- [PROMPT]: In the data below, find the line containing "Target: eyeglasses", then set down that line and every later line up to and including the line containing "Where can the young woman in yellow", exactly.

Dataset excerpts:
########

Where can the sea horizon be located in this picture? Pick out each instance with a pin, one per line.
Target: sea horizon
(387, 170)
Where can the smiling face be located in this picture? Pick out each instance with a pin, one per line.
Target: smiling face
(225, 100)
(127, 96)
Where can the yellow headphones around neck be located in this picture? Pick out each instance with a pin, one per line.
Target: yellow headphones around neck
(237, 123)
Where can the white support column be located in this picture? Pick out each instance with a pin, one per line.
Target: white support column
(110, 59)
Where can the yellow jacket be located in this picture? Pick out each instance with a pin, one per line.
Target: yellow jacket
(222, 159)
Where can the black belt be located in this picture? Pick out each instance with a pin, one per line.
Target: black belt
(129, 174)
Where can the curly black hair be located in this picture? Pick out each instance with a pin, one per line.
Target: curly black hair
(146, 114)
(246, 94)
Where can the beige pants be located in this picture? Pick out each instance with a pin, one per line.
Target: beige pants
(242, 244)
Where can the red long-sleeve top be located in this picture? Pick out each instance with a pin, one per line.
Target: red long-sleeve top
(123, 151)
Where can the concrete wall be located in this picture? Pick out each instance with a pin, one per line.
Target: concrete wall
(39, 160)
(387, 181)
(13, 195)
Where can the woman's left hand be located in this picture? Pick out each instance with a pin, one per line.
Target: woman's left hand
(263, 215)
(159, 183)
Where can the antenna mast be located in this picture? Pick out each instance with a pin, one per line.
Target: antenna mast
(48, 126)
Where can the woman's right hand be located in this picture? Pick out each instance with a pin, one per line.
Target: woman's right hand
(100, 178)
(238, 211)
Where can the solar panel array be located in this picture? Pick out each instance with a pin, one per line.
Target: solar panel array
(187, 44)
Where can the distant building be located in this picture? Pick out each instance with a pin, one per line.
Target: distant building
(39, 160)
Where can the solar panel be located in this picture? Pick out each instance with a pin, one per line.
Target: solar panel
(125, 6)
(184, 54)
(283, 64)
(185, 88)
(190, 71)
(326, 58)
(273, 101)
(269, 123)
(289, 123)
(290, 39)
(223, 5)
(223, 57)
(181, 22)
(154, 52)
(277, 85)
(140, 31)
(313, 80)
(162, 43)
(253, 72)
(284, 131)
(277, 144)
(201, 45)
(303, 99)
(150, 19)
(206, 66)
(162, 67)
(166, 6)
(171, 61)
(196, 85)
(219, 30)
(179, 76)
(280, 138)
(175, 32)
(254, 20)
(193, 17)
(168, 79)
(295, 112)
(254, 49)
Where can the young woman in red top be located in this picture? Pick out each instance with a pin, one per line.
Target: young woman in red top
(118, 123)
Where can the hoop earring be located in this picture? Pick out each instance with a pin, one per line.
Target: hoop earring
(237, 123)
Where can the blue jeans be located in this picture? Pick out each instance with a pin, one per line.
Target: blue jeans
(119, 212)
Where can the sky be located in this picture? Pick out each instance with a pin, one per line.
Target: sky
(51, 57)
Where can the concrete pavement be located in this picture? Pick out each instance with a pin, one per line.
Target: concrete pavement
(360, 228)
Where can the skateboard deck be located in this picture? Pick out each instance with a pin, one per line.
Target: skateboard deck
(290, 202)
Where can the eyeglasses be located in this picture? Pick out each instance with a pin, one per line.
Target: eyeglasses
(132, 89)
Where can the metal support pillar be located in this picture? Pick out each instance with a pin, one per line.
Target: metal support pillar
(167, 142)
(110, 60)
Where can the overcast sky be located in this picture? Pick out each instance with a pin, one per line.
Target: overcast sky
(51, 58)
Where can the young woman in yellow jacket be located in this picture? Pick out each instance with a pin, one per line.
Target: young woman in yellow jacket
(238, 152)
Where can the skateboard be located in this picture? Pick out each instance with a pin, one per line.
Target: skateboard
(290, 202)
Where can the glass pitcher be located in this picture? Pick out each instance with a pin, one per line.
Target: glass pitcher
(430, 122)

########

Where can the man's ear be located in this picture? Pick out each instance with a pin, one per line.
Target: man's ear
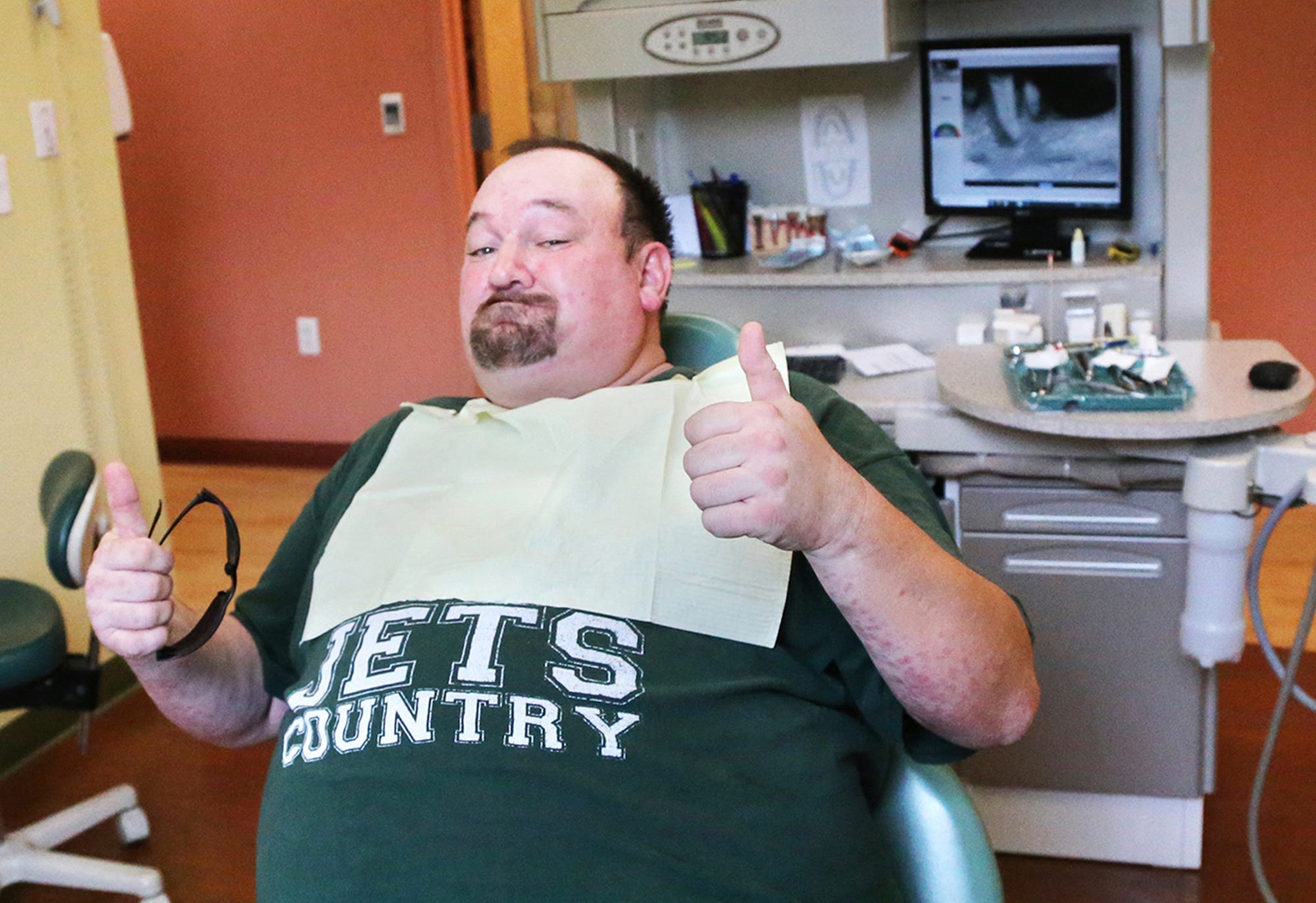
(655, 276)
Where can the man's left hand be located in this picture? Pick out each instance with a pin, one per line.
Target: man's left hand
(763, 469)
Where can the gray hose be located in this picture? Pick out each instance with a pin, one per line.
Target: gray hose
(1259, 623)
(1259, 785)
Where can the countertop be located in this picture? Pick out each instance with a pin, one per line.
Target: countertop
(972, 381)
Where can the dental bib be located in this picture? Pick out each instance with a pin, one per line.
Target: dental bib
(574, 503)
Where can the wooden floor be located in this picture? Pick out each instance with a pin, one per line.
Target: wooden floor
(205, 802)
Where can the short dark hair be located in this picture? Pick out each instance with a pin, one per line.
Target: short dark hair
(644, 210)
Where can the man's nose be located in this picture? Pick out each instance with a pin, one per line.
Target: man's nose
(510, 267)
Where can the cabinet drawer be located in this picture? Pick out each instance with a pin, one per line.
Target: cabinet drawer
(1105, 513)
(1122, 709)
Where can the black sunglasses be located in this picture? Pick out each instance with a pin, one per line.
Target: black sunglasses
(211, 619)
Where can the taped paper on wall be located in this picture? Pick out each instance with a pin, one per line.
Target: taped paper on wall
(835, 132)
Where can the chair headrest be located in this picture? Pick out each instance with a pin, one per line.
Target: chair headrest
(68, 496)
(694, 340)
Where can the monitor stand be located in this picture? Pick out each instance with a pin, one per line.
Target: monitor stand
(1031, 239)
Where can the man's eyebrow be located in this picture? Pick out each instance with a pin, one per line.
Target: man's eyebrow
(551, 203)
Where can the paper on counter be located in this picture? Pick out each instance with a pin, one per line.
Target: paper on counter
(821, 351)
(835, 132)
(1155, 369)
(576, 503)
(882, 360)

########

- [EXERCISE OUTPUT]:
Target: eyeglasses
(132, 89)
Where can the metal support pillar be located in this picture? Pick out each instance with a pin, one per line.
Target: metal support pillar
(167, 142)
(110, 60)
Where can the overcast sky be located in this picture? Pick out each instance with a pin, one per line.
Target: overcast sky
(51, 58)
Where can the young woman in yellow jacket be located in this picture? Pick out each instance with a pin, one per line.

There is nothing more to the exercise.